What you will do:
Put each line of the entries, from the first one through the line containing "[0,268,640,427]", into a JSON list of strings with one string per line. Leave out any blank lines.

Entries from a dataset:
--- --- ---
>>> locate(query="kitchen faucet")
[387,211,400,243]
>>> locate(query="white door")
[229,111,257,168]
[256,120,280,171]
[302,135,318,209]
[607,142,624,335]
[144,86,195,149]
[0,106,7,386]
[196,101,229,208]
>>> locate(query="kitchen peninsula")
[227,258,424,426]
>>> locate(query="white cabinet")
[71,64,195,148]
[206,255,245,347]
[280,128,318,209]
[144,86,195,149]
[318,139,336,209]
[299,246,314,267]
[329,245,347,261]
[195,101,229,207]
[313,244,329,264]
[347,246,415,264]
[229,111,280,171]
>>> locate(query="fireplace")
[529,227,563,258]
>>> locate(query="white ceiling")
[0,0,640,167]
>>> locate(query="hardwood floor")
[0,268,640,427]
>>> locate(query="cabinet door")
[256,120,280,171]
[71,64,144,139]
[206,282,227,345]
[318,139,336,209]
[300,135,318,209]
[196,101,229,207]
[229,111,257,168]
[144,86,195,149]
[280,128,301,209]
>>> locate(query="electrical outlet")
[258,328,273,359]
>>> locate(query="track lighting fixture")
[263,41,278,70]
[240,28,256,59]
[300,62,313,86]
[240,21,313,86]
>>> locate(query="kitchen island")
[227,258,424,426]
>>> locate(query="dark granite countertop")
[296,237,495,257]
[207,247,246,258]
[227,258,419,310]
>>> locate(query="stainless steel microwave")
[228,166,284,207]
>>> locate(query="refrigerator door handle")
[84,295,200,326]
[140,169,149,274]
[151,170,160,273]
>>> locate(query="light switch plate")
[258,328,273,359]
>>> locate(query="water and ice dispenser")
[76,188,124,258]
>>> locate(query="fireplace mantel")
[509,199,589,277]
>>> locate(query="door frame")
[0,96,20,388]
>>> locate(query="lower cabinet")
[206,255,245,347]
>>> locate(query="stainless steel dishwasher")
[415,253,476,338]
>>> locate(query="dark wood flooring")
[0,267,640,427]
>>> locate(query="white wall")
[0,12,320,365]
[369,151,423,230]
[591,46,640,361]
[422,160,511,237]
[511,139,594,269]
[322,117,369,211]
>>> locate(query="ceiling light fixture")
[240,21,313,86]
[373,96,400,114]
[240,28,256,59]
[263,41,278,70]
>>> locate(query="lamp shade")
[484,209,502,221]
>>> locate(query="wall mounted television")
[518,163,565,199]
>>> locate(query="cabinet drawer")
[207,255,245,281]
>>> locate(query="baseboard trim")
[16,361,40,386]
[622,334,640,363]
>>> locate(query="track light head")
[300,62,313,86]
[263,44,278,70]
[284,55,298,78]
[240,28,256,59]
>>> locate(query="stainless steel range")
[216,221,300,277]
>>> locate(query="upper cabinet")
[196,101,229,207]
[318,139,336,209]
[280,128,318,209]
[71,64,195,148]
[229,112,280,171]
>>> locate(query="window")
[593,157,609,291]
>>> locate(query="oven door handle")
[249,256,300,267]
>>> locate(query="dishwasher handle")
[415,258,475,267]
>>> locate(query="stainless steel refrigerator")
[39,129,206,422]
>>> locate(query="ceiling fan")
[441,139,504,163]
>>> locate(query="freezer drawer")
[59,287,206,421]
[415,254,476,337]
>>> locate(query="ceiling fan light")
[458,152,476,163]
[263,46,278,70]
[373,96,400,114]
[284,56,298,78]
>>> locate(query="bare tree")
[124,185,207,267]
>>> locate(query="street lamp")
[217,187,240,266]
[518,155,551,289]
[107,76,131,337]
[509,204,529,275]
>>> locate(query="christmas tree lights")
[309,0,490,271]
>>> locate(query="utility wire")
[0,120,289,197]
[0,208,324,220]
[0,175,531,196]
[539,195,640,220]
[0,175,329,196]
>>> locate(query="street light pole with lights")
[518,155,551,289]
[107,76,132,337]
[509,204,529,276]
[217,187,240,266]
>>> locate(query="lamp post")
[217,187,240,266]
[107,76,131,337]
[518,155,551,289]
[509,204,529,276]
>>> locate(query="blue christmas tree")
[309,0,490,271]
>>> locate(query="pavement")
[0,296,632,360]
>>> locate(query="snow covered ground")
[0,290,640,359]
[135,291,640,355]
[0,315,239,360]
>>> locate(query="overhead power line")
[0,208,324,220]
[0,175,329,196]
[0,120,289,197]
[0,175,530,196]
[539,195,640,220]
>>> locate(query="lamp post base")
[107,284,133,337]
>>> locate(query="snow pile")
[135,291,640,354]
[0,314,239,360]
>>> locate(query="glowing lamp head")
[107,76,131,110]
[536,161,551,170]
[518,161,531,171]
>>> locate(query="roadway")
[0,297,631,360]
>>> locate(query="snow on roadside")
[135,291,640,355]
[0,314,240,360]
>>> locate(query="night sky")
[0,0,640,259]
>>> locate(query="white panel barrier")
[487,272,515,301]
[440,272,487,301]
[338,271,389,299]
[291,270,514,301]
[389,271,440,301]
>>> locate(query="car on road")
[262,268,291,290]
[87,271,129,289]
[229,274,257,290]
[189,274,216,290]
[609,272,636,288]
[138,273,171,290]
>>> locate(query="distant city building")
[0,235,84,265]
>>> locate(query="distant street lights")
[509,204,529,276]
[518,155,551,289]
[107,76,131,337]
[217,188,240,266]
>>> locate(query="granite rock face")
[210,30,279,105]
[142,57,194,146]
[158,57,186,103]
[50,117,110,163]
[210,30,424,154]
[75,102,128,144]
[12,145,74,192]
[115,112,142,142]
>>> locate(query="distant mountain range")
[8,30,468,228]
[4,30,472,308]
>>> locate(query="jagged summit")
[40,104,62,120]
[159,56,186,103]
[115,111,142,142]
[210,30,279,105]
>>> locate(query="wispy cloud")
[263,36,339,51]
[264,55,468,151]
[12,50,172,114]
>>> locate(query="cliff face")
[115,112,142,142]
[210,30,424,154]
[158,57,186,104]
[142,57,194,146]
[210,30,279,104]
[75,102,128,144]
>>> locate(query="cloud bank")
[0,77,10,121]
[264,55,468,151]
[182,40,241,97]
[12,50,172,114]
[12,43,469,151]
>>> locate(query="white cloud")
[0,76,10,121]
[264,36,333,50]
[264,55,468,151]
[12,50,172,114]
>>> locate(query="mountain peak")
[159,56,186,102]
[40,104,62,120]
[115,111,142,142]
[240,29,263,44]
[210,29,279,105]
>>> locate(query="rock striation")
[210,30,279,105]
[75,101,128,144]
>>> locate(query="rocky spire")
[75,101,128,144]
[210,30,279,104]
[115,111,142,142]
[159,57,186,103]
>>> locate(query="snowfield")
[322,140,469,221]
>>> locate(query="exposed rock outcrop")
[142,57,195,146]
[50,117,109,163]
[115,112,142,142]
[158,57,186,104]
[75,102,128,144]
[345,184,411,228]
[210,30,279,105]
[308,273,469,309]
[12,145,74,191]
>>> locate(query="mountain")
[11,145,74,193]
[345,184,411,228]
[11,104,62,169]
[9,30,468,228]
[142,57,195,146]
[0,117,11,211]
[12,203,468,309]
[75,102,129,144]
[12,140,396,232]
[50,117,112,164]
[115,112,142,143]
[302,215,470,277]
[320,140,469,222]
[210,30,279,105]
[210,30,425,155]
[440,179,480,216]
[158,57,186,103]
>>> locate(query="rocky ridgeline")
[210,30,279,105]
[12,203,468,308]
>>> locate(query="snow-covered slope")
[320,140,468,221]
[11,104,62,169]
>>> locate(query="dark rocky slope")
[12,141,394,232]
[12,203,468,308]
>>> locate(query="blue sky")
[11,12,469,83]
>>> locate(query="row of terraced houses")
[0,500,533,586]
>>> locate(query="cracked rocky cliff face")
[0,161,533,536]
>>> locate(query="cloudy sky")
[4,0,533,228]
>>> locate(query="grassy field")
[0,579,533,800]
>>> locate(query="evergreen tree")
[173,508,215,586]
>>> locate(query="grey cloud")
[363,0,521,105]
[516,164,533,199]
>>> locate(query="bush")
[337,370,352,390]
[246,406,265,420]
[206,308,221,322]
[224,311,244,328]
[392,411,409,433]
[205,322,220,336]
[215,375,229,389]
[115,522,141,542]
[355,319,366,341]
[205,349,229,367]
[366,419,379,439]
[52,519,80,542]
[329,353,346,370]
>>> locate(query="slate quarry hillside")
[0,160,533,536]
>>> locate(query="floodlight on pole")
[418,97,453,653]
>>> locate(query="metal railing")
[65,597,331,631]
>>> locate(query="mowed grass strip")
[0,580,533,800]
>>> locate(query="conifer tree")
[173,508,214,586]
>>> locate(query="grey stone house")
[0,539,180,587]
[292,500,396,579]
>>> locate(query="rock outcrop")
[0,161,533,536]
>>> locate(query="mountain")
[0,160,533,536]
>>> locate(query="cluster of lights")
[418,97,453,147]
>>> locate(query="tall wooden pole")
--- --- ---
Task output:
[
  ">>> locate(query=\"kitchen faucet\")",
  "[387,211,400,243]",
  ">>> locate(query=\"white door\")",
  "[229,111,257,168]",
  "[256,120,280,171]",
  "[302,135,318,209]",
  "[607,142,624,335]",
  "[144,86,195,149]",
  "[0,106,7,386]",
  "[196,101,229,208]",
  ">>> locate(query=\"kitchen peninsula\")",
  "[227,258,424,426]",
  ">>> locate(query=\"white cabinet\")",
  "[71,64,195,148]",
  "[206,255,245,347]",
  "[280,128,318,209]",
  "[144,86,195,149]",
  "[318,139,336,209]",
  "[299,246,314,267]",
  "[329,245,347,261]",
  "[195,101,229,207]",
  "[313,244,329,264]",
  "[347,246,415,264]",
  "[229,111,280,171]",
  ">>> locate(query=\"fireplace\")",
  "[529,227,563,258]",
  ">>> locate(query=\"white ceiling\")",
  "[0,0,640,167]",
  ">>> locate(query=\"hardwood floor\")",
  "[0,268,640,427]"
]